▸ DATA EXTRACT:
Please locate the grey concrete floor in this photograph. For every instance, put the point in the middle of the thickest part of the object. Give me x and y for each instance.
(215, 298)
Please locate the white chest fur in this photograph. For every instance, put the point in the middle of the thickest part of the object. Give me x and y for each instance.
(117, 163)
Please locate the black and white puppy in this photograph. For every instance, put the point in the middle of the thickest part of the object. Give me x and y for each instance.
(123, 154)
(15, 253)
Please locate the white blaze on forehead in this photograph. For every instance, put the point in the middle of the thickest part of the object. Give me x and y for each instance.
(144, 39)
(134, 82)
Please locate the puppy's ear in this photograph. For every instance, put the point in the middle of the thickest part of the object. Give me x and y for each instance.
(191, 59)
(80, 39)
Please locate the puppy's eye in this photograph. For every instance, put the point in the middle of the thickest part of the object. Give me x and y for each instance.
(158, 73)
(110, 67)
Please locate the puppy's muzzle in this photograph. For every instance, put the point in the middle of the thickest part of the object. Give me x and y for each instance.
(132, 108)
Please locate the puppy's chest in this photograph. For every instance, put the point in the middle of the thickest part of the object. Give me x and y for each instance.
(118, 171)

▸ TASK DIRECTIONS: Every line of the material is to be set down again verbatim.

▸ FINISHED TASK:
Please locate the grey concrete floor in this photograph. For every instance, put the point in the middle of the thickest part of the object. Give me x and y for each instance.
(215, 298)
Please locate the white chest fur in this photograph. For every instance, put the point in the middle of the thickest part of the object. Give me x and y for each instance.
(117, 163)
Please locate the black and white puppy in this photograph. For every instance, put the point in the middle of the thickest part of the object. Give me x and y for each instance.
(123, 154)
(15, 253)
Please locate the white blaze on forehead in this photograph. For every instance, put the point in the middle of the thickest part of the object. Give me x and y for each instance.
(144, 39)
(134, 82)
Please locate the puppy's ear in this photograph. For every instance, put the point in the middle of the thickest part of the object. Give me x and y for each instance.
(191, 59)
(80, 39)
Please locate the puppy's eye in this photograph. For every instance, put the point in the middle of the thickest part of the object. Give me x and y for each instance.
(158, 73)
(110, 67)
Please locate the puppy's muzzle in this photograph. For every instance, put the point in the middle of the thickest part of the object. Give me x and y for each instance.
(132, 108)
Please locate the puppy's chest in this photograph. For every instance, put the point in the middle of the thickest part of the object. Give me x and y for each instance.
(118, 171)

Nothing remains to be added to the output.